Korkusuz
Memduh Bayraktaroğlu

Gizli tanık faciası devam ediyor

Mutlaka başka arkadaşlarıma da çok sayıda okur mektubu (Klasik posta yoluyla ya da yakınlarından birinin elektronik postasıyla) geliyordur...

Ve yine mutlaka...

Gelen mektupların çoğu:

Cezaevi mektuplarıdır...

Yani:

Mahkûm...

Ya da:

Tutuklu mektupları...



Her gelen mektubu okuduğumu söylersem yalan olur...

Ama...

Her gelen mektubu:

“Hızlı okuma” yöntemiyle...

Ve...

“En can alıcı” noktalarında dikkatlice durup:

Okuyorum...



Canlarım...

“Hukukçu” değilim...

Ama...

Hukuk felsefesi konusunda...

Hukuk fakültesi mezunu...

Pek çok:

Yargıç ve savcıdan:

Daha iyi olduğumu iddia edebilirim...



Bu mektupların neredeyse tamamı:

TSK’dan ihraç ...

Ve...

Yargılama sonucu:

Mahkûm edilenler...





Bugüne kadar okuduğum hiçbir cezaevi mektubunda:

Somut delillerle mahkûm edilen birisine rastlamadım...

Önce tutuklananların...

Sonra da...

Tutuklu yargılananların hepsinde “delil” olarak kullanılanlar:

“Gizli tanıklar...”.

++++++

*Alıştırmalar*.
A – Aşağıdaki ifadelerin köşe yazısıyla uyuşup uyuşmadığını evet ya da hayır diyerek belirtin. Her yanıtın yanına belirleyici sözleri yazıdan aynen alıntılayın.
(i) Yazar, gelen her mektubu okuduğunu söylüyor.
(ii) Yazar, hukukçu olmadığını belirtiyor.
(iii) Yazar, somut delillerle mahkûm edilmiş birine rastladığını söylüyor.
B – Aşağıdaki soruları köşe yazısına dayanarak kısaca yanıtlayın.
(i) Yazar gelen mektupları hangi yöntemle okuyor?
(ii) Yazar, hukuk felsefesi konusunda kimlerden daha iyi olduğunu iddia edebileceğini söylüyor?
(iii) Tutuklu yargılananların hepsinde delil olarak ne kullanılmış?

*Seçilmiş Veriler*.
++++++

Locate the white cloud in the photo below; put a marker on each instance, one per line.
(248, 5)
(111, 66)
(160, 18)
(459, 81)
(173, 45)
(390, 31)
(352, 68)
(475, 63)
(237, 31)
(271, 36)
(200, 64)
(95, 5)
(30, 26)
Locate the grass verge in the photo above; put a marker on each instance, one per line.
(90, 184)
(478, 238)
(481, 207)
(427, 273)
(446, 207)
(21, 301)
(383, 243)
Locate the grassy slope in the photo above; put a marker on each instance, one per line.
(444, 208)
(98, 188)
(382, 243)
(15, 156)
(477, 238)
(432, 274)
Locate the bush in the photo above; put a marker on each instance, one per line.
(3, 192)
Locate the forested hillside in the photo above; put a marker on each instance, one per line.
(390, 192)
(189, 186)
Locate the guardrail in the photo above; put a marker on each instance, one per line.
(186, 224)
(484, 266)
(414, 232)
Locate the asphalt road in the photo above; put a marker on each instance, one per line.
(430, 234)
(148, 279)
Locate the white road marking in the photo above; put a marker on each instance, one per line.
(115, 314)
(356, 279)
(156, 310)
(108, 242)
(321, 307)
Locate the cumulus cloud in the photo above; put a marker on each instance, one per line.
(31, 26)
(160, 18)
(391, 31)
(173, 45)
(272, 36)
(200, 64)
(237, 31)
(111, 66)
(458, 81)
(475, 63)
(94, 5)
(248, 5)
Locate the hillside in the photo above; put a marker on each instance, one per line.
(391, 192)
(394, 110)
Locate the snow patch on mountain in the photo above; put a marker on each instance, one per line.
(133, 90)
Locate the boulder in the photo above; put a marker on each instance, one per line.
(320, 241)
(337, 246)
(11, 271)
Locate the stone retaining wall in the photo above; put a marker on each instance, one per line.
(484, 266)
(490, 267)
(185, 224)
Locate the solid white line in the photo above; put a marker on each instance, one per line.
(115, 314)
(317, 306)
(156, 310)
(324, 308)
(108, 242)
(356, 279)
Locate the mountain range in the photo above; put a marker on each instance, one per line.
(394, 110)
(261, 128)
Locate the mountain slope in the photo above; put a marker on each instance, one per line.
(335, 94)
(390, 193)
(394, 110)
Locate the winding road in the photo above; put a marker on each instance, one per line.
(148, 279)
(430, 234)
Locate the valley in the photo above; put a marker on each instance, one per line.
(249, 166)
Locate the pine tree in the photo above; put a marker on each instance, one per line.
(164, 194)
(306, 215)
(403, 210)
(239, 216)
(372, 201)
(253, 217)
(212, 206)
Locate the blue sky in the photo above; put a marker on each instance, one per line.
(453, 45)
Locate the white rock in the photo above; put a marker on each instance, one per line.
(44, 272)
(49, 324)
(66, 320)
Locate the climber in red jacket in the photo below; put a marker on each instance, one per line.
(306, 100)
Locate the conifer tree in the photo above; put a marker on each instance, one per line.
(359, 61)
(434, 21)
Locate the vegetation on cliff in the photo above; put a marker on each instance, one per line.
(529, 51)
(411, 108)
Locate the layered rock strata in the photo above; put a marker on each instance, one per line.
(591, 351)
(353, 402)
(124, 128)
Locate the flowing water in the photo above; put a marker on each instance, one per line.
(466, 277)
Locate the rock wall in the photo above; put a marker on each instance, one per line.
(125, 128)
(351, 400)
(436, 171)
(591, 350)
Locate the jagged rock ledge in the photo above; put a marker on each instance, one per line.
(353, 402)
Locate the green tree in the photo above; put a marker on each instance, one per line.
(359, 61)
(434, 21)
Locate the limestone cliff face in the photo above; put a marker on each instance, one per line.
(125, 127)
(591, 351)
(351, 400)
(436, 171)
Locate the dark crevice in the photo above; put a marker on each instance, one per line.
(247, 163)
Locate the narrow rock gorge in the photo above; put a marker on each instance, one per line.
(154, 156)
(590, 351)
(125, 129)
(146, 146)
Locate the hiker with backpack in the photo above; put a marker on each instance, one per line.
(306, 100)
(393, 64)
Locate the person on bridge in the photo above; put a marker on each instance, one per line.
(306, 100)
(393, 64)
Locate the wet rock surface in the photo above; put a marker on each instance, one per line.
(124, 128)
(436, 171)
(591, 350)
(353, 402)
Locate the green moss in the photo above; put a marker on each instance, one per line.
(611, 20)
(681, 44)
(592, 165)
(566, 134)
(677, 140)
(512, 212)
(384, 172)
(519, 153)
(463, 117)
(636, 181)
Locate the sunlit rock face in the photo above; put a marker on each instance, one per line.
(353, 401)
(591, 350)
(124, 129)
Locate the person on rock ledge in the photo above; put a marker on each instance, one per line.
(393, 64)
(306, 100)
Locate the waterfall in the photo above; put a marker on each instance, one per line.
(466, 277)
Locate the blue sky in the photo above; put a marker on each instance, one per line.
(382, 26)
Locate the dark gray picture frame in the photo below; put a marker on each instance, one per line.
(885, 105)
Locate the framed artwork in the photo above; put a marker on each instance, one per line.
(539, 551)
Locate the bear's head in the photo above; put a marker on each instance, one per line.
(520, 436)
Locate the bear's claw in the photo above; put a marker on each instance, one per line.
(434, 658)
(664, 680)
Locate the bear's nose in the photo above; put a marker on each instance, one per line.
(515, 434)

++++++

*Sıralı Sonuçlar*.
A –
(i) Hayır: «Her gelen mektubu okuduğumu söylersem yalan olur...»
(ii) Evet: «“Hukukçu” değilim...»
(iii) Hayır: «Somut delillerle mahkûm edilen birisine rastlamadım...»

B –
(i) Mektupları “hızlı okuma” yöntemiyle okuyor.
(ii) Hukuk fakültesi mezunu pek çok yargıç ve savcıdan daha iyi olduğunu iddia edebileceğini söylüyor.
(iii) Delil olarak gizli tanıklar kullanılmış.